▸ **LISTED RECORDS**
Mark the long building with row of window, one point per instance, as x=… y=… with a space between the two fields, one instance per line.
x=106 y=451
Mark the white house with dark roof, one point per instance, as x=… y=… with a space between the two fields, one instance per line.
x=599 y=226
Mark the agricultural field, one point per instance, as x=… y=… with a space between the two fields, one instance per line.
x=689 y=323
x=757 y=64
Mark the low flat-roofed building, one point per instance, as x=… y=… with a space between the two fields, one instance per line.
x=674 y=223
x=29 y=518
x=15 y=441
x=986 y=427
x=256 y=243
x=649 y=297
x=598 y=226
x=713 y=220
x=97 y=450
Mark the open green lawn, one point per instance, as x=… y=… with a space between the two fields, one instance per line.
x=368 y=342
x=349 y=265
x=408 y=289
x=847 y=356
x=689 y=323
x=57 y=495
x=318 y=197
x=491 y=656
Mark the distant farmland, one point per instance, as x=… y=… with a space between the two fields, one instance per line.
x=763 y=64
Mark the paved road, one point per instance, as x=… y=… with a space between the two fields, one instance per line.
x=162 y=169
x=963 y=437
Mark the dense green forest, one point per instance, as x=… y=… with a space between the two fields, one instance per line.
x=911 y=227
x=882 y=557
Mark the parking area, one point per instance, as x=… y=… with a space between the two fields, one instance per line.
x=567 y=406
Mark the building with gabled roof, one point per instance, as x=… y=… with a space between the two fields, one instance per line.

▸ **WRITTEN INSTRUCTION**
Format all of the material above as a JSON list of strings, with one string for each line and no blank lines.

▸ **THE ANSWER**
[
  "Mark the long building with row of window, one point per instance, as x=… y=… with a space between the two fields, one instance per line.",
  "x=106 y=451",
  "Mark the white house with dark roof, one point per instance, as x=… y=… with a space between the two fields, one instance per line.",
  "x=599 y=226",
  "Mark the agricultural field, one point per instance, as x=… y=… with a space between the two fields, one instance per line.",
  "x=689 y=323",
  "x=757 y=64",
  "Mark the low flat-roofed building, one point per instance, as x=… y=… with a space between the two fields, one instance per line.",
  "x=674 y=223",
  "x=29 y=518",
  "x=15 y=441",
  "x=986 y=427",
  "x=256 y=243",
  "x=649 y=297",
  "x=598 y=226",
  "x=713 y=220",
  "x=97 y=450",
  "Mark the open green lawn, one point per instance, as x=… y=… with a space between the two fields, one instance per line.",
  "x=368 y=342",
  "x=349 y=265",
  "x=408 y=289",
  "x=847 y=356",
  "x=689 y=323",
  "x=57 y=495",
  "x=318 y=197",
  "x=491 y=656",
  "Mark the distant farmland, one point per instance, as x=… y=… with a space between the two fields, one instance per line.",
  "x=763 y=64",
  "Mark the paved road, one point per instance, as x=… y=… with a space between the two fields, one instance per line.",
  "x=162 y=169",
  "x=963 y=437",
  "Mark the dense green forest, one point per instance, as x=… y=… with a space between the two fields, one instance per line.",
  "x=911 y=227",
  "x=882 y=557",
  "Mark the parking area, one point per instance, as x=… y=… with a space between the two fields, one instance per line.",
  "x=567 y=406",
  "Mark the building with gabled roof, one point per instance, as x=… y=… with a space between the two fields, one instance per line."
]